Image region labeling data
++++++++++
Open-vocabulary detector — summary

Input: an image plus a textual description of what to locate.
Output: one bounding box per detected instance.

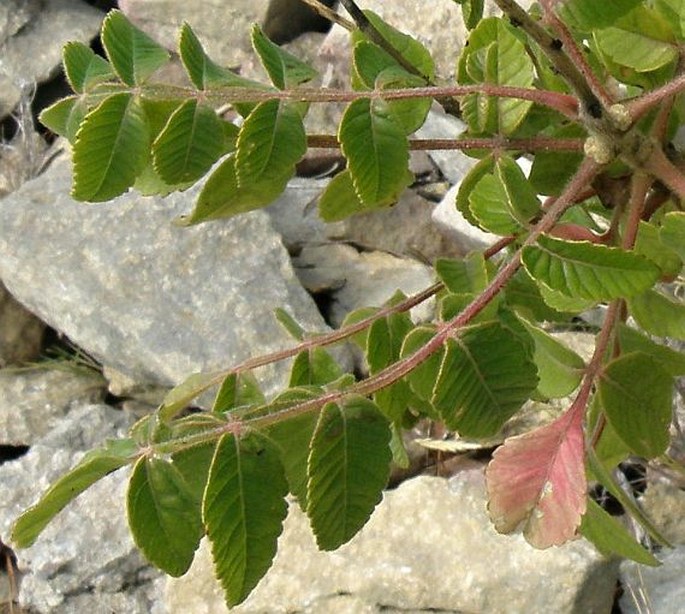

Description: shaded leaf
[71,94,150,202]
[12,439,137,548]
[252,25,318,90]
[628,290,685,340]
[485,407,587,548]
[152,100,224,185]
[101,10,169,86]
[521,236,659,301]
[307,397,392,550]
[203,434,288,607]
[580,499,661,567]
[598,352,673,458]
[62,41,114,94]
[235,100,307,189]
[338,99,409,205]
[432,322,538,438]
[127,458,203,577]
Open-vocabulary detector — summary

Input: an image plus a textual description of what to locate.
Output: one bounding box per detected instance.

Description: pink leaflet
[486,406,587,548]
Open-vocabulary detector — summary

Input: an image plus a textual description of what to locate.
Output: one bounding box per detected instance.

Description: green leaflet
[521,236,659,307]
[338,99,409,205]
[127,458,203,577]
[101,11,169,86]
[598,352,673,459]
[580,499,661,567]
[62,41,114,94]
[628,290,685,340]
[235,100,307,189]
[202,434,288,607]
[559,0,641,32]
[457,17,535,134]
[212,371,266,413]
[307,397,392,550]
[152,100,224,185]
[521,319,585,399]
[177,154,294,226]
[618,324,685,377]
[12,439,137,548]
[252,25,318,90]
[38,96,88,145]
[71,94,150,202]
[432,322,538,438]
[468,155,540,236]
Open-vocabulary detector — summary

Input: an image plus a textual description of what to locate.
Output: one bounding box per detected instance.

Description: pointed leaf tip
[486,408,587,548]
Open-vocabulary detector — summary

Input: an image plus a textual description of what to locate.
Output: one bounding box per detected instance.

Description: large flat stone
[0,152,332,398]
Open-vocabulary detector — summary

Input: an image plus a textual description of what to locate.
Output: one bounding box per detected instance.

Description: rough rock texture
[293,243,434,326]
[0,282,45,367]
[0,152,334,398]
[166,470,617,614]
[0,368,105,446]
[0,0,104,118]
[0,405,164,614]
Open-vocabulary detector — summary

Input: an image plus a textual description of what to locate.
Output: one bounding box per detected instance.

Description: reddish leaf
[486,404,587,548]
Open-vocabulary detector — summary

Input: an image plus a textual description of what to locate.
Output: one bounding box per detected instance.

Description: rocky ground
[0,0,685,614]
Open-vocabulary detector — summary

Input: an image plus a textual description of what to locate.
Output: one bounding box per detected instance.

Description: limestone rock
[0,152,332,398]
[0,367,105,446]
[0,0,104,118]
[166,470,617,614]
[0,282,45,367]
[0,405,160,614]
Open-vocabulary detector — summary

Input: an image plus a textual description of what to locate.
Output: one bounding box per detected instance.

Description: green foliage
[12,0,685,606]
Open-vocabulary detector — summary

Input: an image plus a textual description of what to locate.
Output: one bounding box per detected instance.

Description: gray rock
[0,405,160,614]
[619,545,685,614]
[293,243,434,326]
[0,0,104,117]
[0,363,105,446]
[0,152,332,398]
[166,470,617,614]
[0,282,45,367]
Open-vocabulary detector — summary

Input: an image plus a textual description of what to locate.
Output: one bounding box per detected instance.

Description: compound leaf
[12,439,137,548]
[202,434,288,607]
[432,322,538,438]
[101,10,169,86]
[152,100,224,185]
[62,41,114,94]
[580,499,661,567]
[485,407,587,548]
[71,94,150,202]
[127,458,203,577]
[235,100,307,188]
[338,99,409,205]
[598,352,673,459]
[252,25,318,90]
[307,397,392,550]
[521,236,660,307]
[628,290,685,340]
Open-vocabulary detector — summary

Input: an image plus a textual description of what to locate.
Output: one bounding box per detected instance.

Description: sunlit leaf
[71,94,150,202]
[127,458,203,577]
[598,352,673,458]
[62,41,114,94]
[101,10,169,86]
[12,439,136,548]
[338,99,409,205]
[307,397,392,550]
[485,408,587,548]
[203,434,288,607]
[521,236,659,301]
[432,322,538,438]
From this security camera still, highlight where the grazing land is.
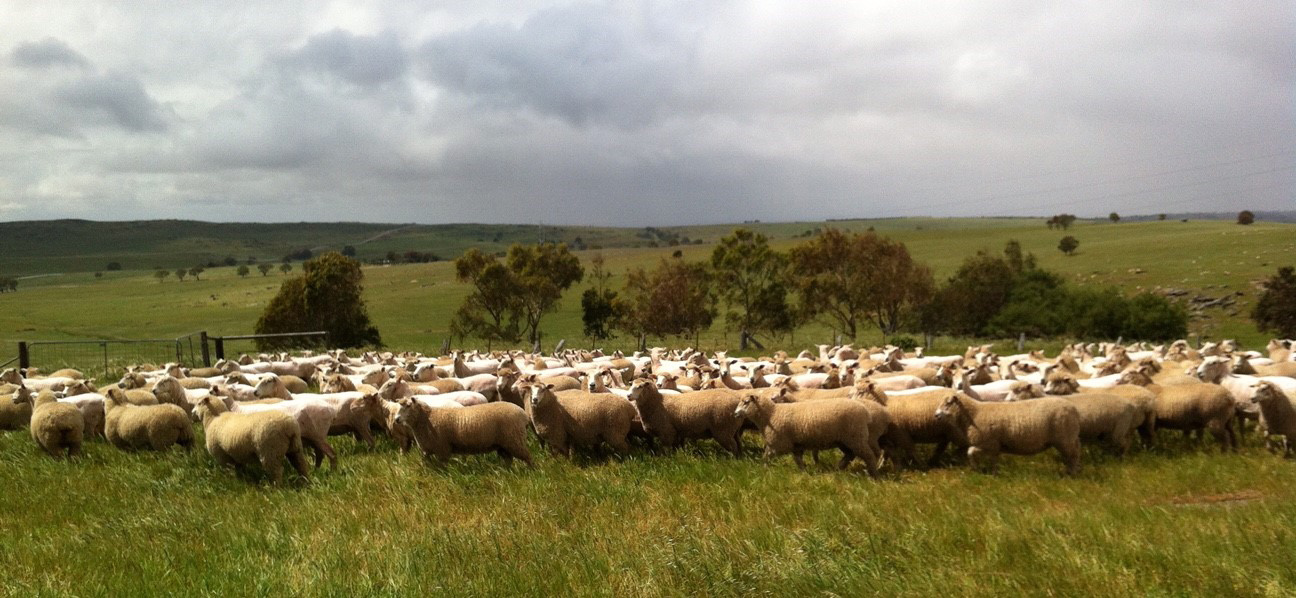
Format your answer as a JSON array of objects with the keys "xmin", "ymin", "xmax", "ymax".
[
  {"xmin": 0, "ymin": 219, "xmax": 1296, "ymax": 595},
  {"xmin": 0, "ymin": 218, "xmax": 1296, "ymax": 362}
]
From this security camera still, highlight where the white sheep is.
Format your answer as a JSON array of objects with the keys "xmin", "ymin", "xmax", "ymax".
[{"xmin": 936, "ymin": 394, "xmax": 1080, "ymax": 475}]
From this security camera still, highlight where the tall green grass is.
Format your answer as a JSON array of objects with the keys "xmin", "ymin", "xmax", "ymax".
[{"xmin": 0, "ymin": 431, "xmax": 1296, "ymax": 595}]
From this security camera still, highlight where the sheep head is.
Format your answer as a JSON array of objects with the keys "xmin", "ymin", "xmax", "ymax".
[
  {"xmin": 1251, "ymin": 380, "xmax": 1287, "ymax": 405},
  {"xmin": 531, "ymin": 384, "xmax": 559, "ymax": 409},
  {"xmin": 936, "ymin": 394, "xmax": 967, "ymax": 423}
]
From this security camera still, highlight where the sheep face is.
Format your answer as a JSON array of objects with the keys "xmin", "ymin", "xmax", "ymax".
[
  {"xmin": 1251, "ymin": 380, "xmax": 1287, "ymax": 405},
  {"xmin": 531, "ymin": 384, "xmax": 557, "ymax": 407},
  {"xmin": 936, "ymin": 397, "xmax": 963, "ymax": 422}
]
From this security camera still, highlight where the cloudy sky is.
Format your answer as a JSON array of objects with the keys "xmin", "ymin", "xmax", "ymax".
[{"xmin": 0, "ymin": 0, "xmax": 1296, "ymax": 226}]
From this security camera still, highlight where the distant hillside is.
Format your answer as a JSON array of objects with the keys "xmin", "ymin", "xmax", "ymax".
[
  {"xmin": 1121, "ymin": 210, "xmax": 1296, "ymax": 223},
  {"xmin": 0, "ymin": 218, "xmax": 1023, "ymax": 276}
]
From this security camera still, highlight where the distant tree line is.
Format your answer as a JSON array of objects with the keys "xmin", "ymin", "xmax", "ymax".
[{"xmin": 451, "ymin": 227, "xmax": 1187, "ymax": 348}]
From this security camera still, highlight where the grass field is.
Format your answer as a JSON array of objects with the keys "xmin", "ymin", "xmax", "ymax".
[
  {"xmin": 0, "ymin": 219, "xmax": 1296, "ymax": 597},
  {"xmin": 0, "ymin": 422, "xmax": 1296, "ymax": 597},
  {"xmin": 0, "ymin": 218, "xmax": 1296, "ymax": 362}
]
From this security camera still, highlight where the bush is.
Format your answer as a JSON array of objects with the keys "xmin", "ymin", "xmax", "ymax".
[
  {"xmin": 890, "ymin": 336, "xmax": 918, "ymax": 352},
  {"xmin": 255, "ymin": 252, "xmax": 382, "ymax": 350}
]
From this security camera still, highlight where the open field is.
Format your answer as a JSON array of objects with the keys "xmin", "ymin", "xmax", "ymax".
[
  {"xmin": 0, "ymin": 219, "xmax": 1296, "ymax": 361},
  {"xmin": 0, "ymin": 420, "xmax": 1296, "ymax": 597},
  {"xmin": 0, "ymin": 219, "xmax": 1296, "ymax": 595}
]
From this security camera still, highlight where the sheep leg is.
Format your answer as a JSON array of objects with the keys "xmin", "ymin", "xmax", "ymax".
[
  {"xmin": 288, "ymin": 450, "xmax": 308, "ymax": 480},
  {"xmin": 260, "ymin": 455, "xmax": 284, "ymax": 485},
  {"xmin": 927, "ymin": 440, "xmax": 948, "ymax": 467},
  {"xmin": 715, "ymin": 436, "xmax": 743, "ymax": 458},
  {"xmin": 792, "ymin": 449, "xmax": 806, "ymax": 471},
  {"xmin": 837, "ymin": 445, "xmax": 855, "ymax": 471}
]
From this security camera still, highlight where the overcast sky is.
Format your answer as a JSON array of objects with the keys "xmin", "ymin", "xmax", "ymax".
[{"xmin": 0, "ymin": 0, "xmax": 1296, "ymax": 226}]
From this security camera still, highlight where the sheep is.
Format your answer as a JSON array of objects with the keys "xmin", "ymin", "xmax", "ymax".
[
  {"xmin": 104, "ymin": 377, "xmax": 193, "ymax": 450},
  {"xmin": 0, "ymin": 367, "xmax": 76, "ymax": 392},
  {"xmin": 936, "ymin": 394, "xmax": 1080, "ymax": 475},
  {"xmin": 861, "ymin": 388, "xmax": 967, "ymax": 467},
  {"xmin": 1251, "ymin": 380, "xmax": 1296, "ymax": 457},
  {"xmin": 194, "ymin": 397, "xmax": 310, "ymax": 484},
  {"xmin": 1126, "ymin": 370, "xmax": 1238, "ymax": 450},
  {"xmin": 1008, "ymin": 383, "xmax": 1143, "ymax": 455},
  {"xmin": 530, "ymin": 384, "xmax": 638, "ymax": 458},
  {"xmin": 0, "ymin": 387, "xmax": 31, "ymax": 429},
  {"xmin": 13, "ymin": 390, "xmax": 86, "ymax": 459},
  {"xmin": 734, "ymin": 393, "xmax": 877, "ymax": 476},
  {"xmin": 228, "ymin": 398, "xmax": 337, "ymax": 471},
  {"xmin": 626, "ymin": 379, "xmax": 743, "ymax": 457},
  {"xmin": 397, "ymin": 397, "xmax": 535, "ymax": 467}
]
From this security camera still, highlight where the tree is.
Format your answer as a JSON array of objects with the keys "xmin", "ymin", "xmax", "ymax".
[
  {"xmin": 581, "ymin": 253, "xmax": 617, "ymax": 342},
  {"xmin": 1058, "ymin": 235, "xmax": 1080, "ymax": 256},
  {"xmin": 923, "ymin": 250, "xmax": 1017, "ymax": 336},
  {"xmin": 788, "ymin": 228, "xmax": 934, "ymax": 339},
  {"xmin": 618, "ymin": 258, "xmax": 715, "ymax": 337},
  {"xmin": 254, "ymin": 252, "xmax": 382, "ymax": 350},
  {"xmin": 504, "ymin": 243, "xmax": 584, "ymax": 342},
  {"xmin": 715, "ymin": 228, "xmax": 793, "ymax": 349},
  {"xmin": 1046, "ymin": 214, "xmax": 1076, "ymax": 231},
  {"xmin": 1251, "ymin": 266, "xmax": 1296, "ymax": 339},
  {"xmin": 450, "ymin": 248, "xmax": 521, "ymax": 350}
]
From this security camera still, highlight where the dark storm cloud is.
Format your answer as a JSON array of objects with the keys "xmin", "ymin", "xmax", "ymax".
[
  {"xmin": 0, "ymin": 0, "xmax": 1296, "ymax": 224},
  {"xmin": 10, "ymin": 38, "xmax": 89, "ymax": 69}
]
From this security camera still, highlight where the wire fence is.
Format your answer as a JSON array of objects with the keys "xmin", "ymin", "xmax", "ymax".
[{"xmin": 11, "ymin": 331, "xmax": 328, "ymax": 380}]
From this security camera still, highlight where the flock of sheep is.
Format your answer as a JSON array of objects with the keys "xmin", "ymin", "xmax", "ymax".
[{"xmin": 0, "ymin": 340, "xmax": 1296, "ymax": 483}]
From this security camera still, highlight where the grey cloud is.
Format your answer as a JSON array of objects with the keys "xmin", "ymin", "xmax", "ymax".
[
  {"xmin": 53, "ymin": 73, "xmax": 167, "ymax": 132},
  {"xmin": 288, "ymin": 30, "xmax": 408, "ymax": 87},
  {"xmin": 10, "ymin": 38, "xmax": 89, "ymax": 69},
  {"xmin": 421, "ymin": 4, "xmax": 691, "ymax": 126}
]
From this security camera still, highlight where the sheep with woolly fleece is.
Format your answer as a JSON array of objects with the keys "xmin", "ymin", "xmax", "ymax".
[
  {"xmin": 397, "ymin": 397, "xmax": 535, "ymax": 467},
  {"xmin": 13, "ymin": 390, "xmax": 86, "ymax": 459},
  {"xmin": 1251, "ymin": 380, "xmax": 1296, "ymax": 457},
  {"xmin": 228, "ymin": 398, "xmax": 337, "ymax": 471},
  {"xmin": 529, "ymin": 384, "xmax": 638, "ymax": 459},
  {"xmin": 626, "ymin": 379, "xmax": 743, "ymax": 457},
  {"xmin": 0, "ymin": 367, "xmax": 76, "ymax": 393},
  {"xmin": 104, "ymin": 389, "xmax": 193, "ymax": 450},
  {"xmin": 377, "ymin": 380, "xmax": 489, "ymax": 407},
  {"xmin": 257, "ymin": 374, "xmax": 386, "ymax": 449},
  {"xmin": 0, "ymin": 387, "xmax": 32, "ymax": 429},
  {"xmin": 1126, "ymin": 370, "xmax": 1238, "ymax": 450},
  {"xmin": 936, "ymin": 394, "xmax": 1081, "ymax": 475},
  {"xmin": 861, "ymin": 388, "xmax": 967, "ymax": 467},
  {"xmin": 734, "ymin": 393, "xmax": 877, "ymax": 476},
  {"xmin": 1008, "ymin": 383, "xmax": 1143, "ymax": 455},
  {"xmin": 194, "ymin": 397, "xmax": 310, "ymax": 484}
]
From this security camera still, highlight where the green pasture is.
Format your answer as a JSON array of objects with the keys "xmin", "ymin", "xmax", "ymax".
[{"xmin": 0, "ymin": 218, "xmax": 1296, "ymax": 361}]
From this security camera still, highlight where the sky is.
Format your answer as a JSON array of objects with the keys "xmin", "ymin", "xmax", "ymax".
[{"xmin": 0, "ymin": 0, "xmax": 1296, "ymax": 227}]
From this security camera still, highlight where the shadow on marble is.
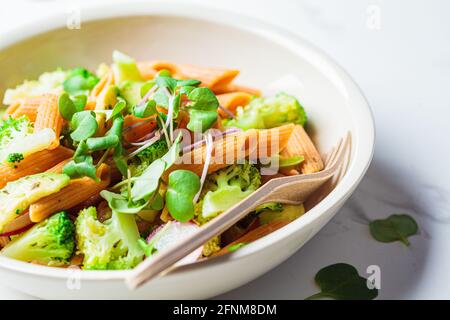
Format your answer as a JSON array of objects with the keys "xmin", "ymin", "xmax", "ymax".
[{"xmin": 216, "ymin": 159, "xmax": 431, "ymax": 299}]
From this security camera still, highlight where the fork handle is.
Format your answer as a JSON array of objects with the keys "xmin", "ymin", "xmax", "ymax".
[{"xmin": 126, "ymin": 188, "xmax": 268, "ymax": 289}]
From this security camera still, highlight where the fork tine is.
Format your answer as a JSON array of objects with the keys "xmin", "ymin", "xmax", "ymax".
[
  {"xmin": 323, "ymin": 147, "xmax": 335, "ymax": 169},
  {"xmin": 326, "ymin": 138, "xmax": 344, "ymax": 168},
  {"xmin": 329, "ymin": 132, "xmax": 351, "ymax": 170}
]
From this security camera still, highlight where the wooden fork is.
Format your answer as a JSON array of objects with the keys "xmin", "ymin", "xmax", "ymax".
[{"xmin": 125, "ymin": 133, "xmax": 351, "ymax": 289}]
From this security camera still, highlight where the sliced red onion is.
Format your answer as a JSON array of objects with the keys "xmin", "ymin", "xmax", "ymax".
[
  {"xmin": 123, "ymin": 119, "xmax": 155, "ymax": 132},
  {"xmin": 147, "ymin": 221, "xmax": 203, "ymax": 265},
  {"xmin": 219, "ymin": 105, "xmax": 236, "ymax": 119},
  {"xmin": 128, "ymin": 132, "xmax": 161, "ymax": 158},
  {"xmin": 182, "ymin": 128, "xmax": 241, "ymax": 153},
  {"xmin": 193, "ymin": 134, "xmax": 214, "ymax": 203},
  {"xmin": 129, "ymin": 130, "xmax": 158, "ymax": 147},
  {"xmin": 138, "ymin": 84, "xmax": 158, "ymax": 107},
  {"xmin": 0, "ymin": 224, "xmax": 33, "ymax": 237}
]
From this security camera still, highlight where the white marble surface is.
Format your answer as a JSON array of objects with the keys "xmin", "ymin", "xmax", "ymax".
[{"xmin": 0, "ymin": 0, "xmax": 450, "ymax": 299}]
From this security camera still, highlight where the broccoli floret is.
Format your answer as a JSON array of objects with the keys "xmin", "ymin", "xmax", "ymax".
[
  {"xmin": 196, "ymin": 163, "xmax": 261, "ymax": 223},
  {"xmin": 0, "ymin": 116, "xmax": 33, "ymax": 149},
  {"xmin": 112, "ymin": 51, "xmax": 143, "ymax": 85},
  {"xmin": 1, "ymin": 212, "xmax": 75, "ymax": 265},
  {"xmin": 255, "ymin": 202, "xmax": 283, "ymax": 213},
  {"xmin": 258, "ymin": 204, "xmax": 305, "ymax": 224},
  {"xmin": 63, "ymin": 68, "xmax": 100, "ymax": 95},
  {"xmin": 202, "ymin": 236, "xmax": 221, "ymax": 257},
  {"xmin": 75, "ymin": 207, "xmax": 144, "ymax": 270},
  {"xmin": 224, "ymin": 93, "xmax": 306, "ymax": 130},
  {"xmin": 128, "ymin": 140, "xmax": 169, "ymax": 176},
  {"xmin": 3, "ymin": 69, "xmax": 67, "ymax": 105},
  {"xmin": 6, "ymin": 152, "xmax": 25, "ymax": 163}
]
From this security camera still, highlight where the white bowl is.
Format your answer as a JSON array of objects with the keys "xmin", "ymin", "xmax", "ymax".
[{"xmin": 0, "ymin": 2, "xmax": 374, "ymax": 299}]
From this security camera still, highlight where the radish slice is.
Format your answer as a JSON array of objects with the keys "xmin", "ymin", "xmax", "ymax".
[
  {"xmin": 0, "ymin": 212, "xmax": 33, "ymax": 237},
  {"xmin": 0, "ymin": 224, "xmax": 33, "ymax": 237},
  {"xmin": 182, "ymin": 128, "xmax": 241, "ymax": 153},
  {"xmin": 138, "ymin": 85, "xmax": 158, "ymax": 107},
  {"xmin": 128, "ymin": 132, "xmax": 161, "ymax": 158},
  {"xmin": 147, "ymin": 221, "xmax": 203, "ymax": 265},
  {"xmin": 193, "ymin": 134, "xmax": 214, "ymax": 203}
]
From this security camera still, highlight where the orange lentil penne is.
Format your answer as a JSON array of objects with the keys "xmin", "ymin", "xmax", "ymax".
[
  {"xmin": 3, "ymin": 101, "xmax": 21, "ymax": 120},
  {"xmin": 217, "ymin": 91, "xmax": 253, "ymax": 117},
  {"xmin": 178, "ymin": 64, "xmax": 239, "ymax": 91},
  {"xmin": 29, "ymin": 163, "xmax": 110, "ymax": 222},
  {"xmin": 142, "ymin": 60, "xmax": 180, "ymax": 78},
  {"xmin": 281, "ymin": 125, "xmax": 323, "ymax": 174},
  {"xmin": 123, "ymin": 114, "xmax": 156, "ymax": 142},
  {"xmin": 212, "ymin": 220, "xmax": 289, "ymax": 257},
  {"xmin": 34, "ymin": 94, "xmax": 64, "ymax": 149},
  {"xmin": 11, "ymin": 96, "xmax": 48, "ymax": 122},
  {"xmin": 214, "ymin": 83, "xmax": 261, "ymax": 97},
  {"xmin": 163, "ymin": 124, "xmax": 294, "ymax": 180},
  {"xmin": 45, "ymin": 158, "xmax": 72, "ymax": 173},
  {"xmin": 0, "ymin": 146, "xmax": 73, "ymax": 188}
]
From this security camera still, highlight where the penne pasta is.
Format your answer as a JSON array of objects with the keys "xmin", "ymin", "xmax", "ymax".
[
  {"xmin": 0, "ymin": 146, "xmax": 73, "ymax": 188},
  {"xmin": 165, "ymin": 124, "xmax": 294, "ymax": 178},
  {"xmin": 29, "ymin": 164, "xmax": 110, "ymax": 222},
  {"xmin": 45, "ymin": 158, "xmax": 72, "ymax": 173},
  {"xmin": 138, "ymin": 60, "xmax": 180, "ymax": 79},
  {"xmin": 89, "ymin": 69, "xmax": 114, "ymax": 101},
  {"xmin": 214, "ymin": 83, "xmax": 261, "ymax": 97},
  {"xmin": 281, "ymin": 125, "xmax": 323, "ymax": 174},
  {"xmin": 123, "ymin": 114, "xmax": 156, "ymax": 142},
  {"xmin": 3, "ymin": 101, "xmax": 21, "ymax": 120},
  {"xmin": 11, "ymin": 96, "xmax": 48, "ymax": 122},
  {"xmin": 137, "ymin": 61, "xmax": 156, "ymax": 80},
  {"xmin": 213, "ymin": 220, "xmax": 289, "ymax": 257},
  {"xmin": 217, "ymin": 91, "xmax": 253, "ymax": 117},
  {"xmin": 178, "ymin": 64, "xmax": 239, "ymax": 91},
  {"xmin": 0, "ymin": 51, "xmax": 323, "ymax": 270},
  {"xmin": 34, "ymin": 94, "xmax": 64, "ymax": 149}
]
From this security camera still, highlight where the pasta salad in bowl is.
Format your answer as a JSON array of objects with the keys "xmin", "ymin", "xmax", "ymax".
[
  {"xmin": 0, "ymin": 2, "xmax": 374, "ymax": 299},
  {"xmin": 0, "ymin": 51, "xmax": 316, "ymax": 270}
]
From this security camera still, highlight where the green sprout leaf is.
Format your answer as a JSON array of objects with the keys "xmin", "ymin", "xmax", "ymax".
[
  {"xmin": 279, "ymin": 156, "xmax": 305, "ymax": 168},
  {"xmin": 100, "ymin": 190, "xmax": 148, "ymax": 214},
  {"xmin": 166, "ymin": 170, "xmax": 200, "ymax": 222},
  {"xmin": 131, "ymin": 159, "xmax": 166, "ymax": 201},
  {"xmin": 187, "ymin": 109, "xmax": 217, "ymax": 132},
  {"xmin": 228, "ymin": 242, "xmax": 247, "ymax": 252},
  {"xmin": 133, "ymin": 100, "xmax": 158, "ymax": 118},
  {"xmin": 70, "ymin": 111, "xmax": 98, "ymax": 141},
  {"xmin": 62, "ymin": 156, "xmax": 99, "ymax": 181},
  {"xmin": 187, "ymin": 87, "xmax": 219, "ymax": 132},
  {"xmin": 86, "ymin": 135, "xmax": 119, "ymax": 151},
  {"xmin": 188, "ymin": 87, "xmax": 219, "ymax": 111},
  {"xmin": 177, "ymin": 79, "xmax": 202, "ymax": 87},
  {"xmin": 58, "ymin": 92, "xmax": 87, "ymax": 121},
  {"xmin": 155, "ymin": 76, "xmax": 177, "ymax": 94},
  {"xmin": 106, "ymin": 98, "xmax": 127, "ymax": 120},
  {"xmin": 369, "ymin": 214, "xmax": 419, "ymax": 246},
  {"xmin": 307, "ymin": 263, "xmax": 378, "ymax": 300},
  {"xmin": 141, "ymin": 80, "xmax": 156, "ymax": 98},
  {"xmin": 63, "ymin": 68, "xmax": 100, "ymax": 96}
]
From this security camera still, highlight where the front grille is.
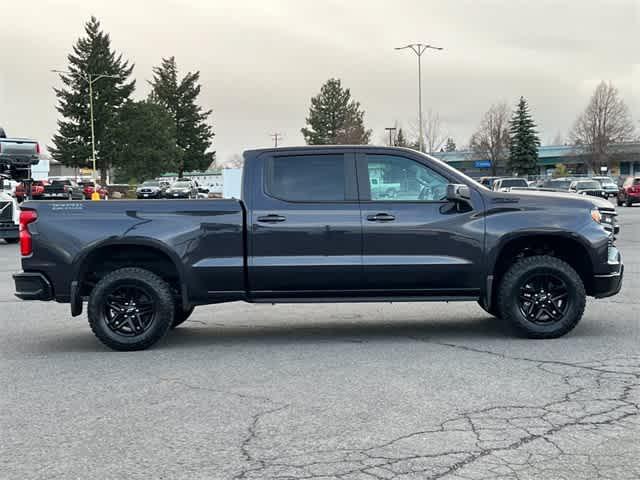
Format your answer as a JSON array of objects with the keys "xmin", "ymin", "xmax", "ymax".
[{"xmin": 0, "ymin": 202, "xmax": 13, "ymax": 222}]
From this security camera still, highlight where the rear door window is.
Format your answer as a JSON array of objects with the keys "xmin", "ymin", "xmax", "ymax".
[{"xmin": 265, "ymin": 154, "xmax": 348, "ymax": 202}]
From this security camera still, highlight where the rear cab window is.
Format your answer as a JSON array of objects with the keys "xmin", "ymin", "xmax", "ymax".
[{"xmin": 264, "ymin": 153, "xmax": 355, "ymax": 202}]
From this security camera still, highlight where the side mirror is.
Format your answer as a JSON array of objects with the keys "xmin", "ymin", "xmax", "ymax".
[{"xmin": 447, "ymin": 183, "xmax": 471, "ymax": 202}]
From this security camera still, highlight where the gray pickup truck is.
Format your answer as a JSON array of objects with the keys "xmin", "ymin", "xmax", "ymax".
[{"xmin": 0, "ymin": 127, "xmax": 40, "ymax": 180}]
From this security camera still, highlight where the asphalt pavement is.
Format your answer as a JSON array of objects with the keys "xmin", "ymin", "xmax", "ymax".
++++++++++
WORK TO COMPLETE:
Can you write out the data word for word, from its first line up to and including the line with "[486,406,587,548]", leaving out the pictures?

RESULT OF THE EXERCISE:
Open-vocabulary detector — summary

Input: an image plus a textual description of what to locate.
Output: one bounding box per detected instance.


Description: shaded leaf
[71,94,150,202]
[12,439,137,548]
[252,25,318,90]
[628,290,685,340]
[485,407,587,548]
[152,100,224,185]
[101,10,169,86]
[521,236,659,301]
[307,397,392,550]
[203,434,288,607]
[580,499,661,567]
[598,352,673,458]
[62,41,114,94]
[235,100,307,189]
[338,99,409,205]
[432,322,538,438]
[127,458,203,577]
Open-vocabulary detector — summary

Input: an image plus a textual description of what to locate.
Output: one bounding box per detected instance.

Description: pink leaflet
[486,406,587,548]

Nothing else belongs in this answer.